═════ Brano ═════

Non è quindi molto chiara la portata della delega, sotto due diversi profili. Da un lato, sarà comunque il RUP a dover interpretare quali siano “i vincoli inderogabili” ai quali è soggetto, vincoli che saranno presumibilmente diversi per i settori ordinari e per quelli speciali. In particolare, per i settori speciali, sembrerebbe dal richiamo alle diposizioni della direttiva 2014/25/UE, che mentre le norme a recepimento obbligatorio indicate nella citata direttiva debbano essere rispettate, le disposizioni del Codice che hanno inasprito i vincoli posti per tali settori operando una sostanziale equiparazione degli stessi a quelli ordinari possano essere senz’altro disattese, così come una totale libertà – salvo il rispetto dei principi fondamentali del Trattato – sembra esservi per quanto attiene agli affidamenti sotto soglia (non disciplinati a livello europeo) e alla fase esecutiva del contratto, salvo per quanto concerne il subappalto e le modifiche contrattuali (queste ultime espressamente disciplinate dalla direttiva richiamata). Per i settori ordinari, invece, dovrebbero essere applicate le norme a recepimento obbligatorio della Direttiva 2014/24/UE. Tutto ciò sempre che si interpreti come “vincolo inderogabile derivante dall’appartenenza all’Unione europea” l’applicazione delle norme a recepimento obbligatorio delle predette direttive. Considerando che il mancato o inesatto recepimento delle predette disposizioni espone lo Stato membro alla procedura di infrazione, dovrebbe concludersi che si tratti in effetti di vincoli inderogabili.

La necessità di chiarezza

Ulteriore problema sull’ampiezza della deroga si pone per le altre norme contenute in articoli diversi dello stesso decreto semplificazioni. Stando al tenore letterale della disposizione in commento – che secondo le regole dell’ermeneutica dovrebbe comunque costituire il primo e principale riferimento dell’interprete – sembrerebbe doversi concludere che neppure le norme contenute nel medesimo D.L. 76/2020, disciplinanti a vario titolo l’affidamento e/o l’esecuzione dei contratti pubblici, trovino applicazione nei casi previsti dall’art. 2 comma 4 citato.

Se, da un lato, potrebbe apparire incoerente dal punto di vista sistematico ritenere che, proprio per quegli appalti evidentemente ritenuti maggiormente strategici al fine di traghettare il Paese al di fuori della crisi economica che è conseguita a quella sanitaria, non trovino applicazione le disposizioni adottate nel decreto in quanto (nella mente degli estensori) “semplificatorie” e “acceleratorie” degli appalti pubblici, dall’altro è a questa conclusione che sembra condurre la lettura testuale dell’art. 2 comma 4.

═════ Materiale di studio ═════

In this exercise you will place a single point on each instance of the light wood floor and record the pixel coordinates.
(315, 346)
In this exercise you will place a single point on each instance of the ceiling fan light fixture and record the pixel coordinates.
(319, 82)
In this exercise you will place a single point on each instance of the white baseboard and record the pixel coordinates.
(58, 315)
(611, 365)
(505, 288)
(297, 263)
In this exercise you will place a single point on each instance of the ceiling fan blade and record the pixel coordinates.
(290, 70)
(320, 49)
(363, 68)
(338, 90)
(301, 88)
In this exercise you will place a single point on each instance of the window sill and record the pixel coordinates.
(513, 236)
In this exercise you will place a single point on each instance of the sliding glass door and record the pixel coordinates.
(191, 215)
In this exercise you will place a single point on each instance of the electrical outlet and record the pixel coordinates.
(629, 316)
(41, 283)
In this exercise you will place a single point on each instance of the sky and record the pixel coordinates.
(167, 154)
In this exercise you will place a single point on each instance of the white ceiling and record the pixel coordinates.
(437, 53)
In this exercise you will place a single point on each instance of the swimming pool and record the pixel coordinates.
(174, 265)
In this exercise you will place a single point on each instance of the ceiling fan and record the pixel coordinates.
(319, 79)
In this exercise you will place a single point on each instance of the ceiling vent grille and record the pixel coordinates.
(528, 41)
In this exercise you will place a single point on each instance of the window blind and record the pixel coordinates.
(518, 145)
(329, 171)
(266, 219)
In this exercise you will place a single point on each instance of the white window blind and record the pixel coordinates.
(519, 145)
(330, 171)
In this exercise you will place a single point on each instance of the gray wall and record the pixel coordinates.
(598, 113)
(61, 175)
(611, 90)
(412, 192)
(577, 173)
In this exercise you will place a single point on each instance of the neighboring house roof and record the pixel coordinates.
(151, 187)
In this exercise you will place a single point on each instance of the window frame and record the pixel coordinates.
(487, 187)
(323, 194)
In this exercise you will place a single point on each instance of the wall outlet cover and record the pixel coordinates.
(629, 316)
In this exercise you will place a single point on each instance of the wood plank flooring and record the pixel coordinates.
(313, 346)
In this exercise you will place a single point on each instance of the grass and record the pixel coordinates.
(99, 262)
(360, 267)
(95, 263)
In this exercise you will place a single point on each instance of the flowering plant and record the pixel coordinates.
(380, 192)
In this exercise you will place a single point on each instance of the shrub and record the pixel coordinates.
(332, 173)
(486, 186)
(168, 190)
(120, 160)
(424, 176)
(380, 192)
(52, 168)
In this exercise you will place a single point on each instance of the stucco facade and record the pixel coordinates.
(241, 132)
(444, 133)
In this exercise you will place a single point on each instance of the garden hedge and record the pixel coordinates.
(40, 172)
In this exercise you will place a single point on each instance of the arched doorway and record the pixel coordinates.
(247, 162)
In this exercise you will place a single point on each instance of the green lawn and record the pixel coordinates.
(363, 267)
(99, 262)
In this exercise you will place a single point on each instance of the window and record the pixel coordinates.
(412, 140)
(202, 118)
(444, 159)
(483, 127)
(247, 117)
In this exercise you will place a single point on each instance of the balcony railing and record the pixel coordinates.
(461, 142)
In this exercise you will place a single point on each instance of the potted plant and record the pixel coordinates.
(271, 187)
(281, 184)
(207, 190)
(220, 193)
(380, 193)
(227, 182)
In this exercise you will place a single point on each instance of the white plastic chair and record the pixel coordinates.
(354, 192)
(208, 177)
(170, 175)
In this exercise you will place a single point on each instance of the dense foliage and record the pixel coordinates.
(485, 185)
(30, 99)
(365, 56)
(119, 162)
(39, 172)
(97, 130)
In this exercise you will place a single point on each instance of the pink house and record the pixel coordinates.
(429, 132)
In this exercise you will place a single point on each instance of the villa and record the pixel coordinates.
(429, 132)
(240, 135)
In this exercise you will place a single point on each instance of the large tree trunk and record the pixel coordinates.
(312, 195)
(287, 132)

═════

Serie di esercizi.
(A) Aggiorna il brano sul decreto semplificazioni da "La necessità di" fino a "comma 4 citato." compreso, sostituendo "decreto semplificazioni" con "decreto-legge semplificazioni".
(B) Secondo il brano sul decreto semplificazioni, a quale procedura espone lo Stato membro il mancato o inesatto recepimento delle norme a recepimento obbligatorio?
(C) Riprendi il brano sul decreto semplificazioni e continualo a partire dalla sua ultima frase.
Il materiale non serve per svolgere gli esercizi.

Risposte numerate.
(A)
La necessità di chiarezza

Ulteriore problema sull’ampiezza della deroga si pone per le altre norme contenute in articoli diversi dello stesso decreto-legge semplificazioni. Stando al tenore letterale della disposizione in commento – che secondo le regole dell’ermeneutica dovrebbe comunque costituire il primo e principale riferimento dell’interprete – sembrerebbe doversi concludere che neppure le norme contenute nel medesimo D.L. 76/2020, disciplinanti a vario titolo l’affidamento e/o l’esecuzione dei contratti pubblici, trovino applicazione nei casi previsti dall’art. 2 comma 4 citato.

(B) Alla procedura di infrazione.

(C)
Ciò premesso, tuttavia, non è scontato, anche ove si abbracci l’ipotesi dell’interpretazione letterale, se le disposizioni del Decreto semplificazioni che, ad esempio, dettano norme relative alla costituzione del Collegio tecnico siano da considerare disposizioni in senso stretto pertinenti alla “esecuzione” dei lavori e, quindi, come tali derogate, oppure piuttosto debbano ritenersi disposizioni di carattere organizzativo o latu sensu di prevenzione del contenzioso e, quindi, non derogabili.

Altre disposizioni sui contratti pubblici

Oltre le disposizioni sopra richiamate, ve ne sono molte altre che meriterebbero una trattazione ampia che, per ragioni di spazio, non può essere fatta in questa sede. Il decreto prevede l’applicazione in via transitoria, fino al 31 luglio 2021, di disposizioni semplificatorie in materia di verifiche antimafia, tra cui il rilascio di una liberatoria provvisoria che consente di stipulare subito il contratto, salvo verifiche ulteriori. Viene stabilito il termine di 60 giorni per la stipula del contratto, il cui mancato rispetto può determinare come visto l’insorgere della responsabilità erariale.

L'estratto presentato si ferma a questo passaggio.